• **Records of labeled points**
====
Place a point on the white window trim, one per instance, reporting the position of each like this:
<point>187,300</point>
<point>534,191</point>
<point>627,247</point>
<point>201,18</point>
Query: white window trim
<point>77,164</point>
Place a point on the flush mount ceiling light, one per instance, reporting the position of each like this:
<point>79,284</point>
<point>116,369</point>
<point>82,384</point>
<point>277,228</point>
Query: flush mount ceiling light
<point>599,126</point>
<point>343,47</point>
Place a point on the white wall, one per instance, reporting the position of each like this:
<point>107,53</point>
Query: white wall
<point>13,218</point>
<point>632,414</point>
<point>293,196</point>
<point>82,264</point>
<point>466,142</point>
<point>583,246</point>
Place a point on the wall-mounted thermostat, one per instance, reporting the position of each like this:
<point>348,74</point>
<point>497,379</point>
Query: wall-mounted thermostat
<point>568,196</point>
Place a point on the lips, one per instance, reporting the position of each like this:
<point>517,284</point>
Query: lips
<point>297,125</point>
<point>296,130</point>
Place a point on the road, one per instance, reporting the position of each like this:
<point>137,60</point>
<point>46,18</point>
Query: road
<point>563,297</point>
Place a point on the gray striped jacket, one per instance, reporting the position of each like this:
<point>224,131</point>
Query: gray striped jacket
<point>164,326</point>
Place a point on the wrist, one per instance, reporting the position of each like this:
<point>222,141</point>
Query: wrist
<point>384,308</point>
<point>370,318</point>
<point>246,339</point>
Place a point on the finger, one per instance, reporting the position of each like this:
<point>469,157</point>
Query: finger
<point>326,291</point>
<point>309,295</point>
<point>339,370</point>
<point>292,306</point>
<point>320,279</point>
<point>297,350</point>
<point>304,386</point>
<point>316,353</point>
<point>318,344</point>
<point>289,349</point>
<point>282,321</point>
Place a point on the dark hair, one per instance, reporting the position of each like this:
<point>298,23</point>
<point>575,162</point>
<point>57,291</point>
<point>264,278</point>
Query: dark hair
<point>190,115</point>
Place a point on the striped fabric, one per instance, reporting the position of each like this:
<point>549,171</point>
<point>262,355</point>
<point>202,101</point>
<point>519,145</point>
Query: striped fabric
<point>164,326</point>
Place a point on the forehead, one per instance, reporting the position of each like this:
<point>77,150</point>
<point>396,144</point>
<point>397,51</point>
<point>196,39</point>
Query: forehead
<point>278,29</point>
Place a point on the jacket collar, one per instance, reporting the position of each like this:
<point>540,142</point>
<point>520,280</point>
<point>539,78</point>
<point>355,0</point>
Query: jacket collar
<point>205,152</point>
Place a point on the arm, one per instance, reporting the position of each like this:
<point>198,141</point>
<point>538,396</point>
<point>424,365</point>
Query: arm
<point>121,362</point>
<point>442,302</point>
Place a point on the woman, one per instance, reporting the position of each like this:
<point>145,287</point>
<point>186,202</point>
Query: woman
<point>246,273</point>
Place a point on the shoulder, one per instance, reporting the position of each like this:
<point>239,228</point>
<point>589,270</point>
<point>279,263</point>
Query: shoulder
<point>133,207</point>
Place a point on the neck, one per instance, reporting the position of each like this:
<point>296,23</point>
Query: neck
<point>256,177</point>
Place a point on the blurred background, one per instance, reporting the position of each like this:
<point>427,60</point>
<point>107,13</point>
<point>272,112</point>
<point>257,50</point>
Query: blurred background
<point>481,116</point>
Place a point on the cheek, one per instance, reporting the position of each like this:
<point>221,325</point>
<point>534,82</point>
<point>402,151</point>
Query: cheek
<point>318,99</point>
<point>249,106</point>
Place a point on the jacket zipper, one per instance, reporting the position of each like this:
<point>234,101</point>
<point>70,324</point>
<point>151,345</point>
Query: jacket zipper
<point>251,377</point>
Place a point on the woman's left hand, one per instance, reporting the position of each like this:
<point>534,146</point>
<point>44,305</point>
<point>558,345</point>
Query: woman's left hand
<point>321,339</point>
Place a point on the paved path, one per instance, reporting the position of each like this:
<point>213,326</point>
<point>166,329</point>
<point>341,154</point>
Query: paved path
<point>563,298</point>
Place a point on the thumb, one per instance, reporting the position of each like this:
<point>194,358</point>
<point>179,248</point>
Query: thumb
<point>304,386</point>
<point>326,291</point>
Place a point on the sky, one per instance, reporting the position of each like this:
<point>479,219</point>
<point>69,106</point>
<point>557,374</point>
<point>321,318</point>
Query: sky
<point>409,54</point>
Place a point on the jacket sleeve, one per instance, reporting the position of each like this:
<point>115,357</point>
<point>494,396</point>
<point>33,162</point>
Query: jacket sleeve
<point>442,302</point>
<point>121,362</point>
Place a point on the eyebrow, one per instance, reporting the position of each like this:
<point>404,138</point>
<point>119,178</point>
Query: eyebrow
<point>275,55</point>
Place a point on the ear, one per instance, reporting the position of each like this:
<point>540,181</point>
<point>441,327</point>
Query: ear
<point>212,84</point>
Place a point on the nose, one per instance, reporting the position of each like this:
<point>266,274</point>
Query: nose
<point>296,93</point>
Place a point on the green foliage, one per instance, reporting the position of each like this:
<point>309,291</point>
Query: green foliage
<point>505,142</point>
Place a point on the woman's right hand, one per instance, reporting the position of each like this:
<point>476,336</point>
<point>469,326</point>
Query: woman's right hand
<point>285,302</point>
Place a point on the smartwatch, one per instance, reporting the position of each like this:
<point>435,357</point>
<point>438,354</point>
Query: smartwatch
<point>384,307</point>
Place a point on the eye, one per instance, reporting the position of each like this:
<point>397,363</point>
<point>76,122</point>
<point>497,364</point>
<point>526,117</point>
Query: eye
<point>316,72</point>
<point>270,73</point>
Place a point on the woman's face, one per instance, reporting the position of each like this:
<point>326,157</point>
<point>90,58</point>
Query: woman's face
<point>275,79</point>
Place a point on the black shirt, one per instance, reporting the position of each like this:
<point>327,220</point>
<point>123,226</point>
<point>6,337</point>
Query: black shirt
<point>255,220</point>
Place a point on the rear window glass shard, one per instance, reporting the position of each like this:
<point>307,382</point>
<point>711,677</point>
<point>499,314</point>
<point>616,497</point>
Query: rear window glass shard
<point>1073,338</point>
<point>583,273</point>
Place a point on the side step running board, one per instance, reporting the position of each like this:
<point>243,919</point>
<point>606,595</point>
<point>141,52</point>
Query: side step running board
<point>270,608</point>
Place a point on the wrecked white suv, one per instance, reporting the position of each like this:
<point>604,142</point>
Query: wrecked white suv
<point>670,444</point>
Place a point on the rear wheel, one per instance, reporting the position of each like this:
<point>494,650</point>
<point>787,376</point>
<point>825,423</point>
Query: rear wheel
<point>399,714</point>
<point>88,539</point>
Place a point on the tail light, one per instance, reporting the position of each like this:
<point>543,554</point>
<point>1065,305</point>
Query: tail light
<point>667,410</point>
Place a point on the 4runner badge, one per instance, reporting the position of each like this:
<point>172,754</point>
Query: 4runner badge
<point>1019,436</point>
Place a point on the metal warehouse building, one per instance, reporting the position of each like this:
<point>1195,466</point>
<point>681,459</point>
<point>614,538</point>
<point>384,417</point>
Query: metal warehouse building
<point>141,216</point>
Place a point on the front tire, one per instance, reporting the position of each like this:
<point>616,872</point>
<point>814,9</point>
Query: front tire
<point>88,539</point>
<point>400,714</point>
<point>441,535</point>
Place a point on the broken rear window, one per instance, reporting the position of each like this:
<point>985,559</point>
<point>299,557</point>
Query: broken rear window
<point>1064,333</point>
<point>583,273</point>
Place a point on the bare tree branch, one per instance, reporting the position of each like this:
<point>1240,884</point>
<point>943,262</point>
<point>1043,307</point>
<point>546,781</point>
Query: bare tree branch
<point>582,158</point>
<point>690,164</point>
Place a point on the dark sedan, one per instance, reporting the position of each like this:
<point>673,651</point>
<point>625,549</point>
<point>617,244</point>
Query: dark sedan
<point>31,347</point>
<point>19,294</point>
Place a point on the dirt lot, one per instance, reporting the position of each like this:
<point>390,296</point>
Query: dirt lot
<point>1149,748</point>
====
Can you repeat the rows word for word, from the first line through the line that contains "<point>77,164</point>", including that line?

Place a point on the white window trim, one per instance, reporting the position of each like this:
<point>187,300</point>
<point>534,191</point>
<point>627,247</point>
<point>201,18</point>
Query: white window trim
<point>77,164</point>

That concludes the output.